Copy the items word for word, from the line containing "The client would like the name" through the last line of the items, including both ends.

BEGIN Material

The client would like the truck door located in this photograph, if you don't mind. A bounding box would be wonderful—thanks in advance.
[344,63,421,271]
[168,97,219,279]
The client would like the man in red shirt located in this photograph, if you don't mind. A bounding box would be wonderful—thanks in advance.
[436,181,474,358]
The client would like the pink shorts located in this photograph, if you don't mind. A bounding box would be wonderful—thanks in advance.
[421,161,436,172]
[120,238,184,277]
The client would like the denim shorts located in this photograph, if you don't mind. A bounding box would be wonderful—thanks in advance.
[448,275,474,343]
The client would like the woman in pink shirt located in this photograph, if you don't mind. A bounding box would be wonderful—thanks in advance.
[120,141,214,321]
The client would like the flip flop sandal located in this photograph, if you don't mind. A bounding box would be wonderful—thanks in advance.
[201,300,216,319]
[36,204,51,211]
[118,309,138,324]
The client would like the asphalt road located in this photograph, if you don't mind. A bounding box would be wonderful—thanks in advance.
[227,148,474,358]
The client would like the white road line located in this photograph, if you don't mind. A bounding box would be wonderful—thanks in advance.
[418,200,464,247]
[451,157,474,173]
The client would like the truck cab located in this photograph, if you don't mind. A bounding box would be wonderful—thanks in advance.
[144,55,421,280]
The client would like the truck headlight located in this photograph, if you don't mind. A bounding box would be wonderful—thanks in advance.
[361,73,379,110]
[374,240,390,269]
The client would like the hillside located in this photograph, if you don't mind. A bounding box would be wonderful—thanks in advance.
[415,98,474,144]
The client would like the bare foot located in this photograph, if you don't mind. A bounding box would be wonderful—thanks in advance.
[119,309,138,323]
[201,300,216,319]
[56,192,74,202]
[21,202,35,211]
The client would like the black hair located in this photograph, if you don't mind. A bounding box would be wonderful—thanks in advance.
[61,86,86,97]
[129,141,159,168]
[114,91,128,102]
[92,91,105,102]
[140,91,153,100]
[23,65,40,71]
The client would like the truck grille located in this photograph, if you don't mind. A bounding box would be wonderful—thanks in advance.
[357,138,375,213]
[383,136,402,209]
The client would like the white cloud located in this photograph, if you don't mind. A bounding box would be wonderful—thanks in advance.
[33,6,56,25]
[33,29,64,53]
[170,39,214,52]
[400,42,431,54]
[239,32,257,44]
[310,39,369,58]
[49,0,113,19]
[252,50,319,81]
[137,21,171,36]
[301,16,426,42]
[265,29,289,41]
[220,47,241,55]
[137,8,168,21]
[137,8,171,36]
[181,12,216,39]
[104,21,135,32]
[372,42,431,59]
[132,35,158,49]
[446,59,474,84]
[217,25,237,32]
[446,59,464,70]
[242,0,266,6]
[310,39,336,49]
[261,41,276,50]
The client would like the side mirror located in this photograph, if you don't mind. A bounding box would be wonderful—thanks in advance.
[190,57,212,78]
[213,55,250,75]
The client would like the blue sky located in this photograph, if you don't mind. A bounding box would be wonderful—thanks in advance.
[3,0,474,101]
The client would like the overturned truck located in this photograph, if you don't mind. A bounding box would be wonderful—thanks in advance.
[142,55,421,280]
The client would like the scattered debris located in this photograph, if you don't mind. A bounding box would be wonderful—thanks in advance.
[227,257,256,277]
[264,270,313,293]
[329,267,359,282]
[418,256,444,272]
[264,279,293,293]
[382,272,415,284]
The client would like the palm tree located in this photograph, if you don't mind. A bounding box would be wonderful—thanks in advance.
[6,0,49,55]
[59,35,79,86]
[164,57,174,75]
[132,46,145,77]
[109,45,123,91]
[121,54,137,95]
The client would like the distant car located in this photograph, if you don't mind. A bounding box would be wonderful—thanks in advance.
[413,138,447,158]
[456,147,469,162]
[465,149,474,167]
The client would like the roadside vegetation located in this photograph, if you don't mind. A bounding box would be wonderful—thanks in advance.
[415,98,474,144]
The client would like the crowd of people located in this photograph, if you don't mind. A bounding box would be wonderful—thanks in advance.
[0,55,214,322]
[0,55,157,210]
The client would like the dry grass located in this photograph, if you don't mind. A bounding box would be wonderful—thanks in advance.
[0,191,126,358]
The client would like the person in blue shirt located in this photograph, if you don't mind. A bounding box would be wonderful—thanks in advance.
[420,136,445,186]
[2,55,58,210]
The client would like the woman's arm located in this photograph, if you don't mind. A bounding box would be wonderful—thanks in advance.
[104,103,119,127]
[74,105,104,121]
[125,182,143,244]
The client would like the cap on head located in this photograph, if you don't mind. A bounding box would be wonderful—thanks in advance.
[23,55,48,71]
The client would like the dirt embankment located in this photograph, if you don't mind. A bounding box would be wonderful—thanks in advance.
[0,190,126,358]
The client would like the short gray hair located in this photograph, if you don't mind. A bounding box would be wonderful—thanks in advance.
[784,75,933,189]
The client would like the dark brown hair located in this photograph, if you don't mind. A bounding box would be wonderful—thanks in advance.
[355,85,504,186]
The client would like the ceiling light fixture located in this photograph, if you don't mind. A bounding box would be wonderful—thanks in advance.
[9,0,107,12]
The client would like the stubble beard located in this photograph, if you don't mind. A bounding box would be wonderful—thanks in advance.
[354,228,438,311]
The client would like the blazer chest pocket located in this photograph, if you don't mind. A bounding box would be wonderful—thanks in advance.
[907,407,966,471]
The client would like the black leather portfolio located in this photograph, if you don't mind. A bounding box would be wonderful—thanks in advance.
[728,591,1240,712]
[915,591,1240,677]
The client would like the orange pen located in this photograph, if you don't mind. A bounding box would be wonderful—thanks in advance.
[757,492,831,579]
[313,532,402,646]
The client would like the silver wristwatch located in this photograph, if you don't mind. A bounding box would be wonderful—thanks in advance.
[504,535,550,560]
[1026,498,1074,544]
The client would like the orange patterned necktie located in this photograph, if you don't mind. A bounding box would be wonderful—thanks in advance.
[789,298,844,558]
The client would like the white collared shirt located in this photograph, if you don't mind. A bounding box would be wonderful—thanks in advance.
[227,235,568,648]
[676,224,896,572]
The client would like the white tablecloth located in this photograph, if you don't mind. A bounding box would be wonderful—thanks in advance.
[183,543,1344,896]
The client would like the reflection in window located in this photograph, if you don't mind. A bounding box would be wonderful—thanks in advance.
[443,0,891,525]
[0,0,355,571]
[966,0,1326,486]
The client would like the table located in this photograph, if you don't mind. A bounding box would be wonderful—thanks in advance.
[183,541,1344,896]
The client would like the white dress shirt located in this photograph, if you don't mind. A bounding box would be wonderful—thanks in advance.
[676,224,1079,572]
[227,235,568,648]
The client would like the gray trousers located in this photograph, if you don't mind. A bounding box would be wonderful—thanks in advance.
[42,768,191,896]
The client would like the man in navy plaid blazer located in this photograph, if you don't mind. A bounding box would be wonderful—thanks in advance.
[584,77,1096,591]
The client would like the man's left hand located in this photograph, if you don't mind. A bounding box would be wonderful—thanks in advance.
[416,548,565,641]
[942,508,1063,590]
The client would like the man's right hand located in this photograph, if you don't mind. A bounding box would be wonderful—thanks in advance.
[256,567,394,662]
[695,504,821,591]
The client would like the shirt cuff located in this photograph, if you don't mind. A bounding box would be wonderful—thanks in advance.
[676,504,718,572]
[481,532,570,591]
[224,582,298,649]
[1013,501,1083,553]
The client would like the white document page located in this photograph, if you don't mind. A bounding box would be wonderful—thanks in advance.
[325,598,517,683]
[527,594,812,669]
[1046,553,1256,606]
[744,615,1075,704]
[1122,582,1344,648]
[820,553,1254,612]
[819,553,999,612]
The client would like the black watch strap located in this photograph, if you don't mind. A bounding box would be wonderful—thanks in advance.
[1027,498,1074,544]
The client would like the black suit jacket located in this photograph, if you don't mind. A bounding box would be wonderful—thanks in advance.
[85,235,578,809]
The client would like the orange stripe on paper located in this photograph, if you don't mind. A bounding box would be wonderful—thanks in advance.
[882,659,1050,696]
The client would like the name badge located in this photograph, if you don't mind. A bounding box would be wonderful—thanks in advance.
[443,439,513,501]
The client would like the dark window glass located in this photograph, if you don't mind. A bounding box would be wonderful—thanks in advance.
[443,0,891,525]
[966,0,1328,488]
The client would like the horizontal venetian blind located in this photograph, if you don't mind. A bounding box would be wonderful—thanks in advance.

END Material

-- Written answer --
The client would like the name badge located in this photograph, if you don't mind. A bounding box would be wonderful—thanks in advance.
[443,439,513,501]
The client would like the dark window glass located in this photograph, if you don't mind. A bounding box would be wonderful—thanks in advance.
[443,0,891,525]
[966,0,1328,488]
The client would like the horizontal venetian blind located in this photograph, if you don't mind. A bounding box would be wonderful—thanks in advance.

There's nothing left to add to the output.